== THE DATA ==
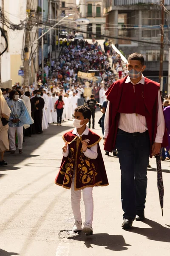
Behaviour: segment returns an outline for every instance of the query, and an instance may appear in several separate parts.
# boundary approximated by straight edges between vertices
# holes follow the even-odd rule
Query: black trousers
[[[63,109],[57,109],[57,124],[61,124],[62,117],[62,112],[63,112]]]
[[[95,116],[95,110],[91,110],[91,116],[92,117],[92,128],[94,128],[94,118]],[[88,122],[88,128],[90,128],[91,125],[91,119],[89,120],[89,122]]]

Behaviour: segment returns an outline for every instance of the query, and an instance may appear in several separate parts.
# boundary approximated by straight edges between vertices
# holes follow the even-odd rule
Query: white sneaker
[[[73,230],[74,232],[82,231],[82,221],[76,221],[75,222],[74,226],[73,228]]]
[[[85,234],[86,236],[91,236],[93,235],[93,228],[90,224],[89,222],[84,222],[84,227],[82,231]]]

== WHAT IS NEEDED ==
Rewrite every row above as a numbered list, leaving out the blank lines and the pictures.

== THE REPLY ==
1. Behaviour: segment returns an outline for every instance of the query, and an instance may appear in several separate parts.
2. # boundary approximated by straight edges between vertices
3. # holes follow the even-odd rule
4. Query: black trousers
5. [[[63,109],[57,109],[57,124],[61,124],[62,117],[62,112],[63,112]]]
6. [[[95,116],[95,110],[91,110],[91,116],[92,117],[92,128],[94,128],[94,118]],[[88,122],[88,128],[90,128],[91,125],[91,119],[89,120],[89,122]]]
7. Behaviour: segment returns an outline for every instance of the query, and an instance may appear in several separate parts.
8. # boundary approximated by straight edges between vertices
9. # holes follow the even-odd rule
10. Query: white sneaker
11. [[[73,230],[74,232],[82,231],[82,221],[76,221],[75,222],[74,226],[73,228]]]
12. [[[85,234],[86,236],[91,236],[93,235],[93,228],[90,224],[89,222],[84,222],[84,227],[82,231]]]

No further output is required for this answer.